▸ **Given records**:
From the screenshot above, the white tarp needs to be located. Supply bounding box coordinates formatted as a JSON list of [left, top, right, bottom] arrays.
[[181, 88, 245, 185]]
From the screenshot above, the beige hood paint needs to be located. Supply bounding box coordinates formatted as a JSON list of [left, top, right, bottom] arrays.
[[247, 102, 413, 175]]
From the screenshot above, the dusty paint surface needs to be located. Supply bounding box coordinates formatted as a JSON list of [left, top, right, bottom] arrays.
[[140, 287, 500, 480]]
* * *
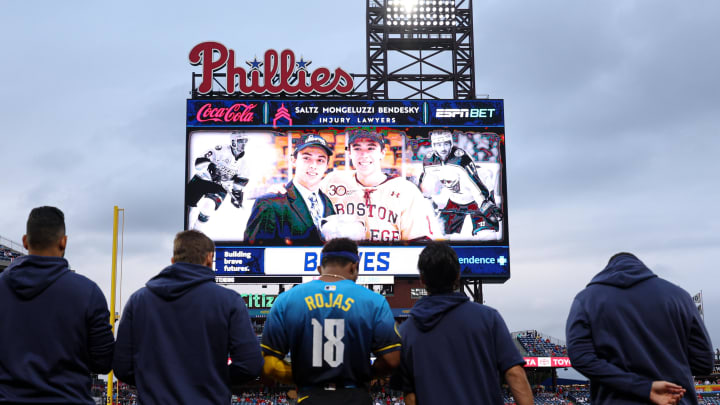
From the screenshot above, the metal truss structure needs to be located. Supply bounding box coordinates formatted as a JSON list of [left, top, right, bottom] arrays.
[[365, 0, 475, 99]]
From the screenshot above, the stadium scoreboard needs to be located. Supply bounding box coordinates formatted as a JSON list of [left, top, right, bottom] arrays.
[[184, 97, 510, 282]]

▸ **Exercise brief**: Copy the records unchanged, starting at the line that contains "From the screenshot above, the white" and continuing down through the line that contains "[[247, 102, 413, 175]]", including both of those lines.

▸ **Worked answer**:
From the screenshot above, the white tarp needs to be located. Supply bounding box coordinates formatted as a JSON list of [left, top, right, bottom] arrays.
[[181, 88, 245, 185]]
From the screenshot above, the beige hood paint needs to be located. Supply bounding box coordinates formatted as a JSON list of [left, top, right, bottom] arrays.
[[247, 102, 413, 175]]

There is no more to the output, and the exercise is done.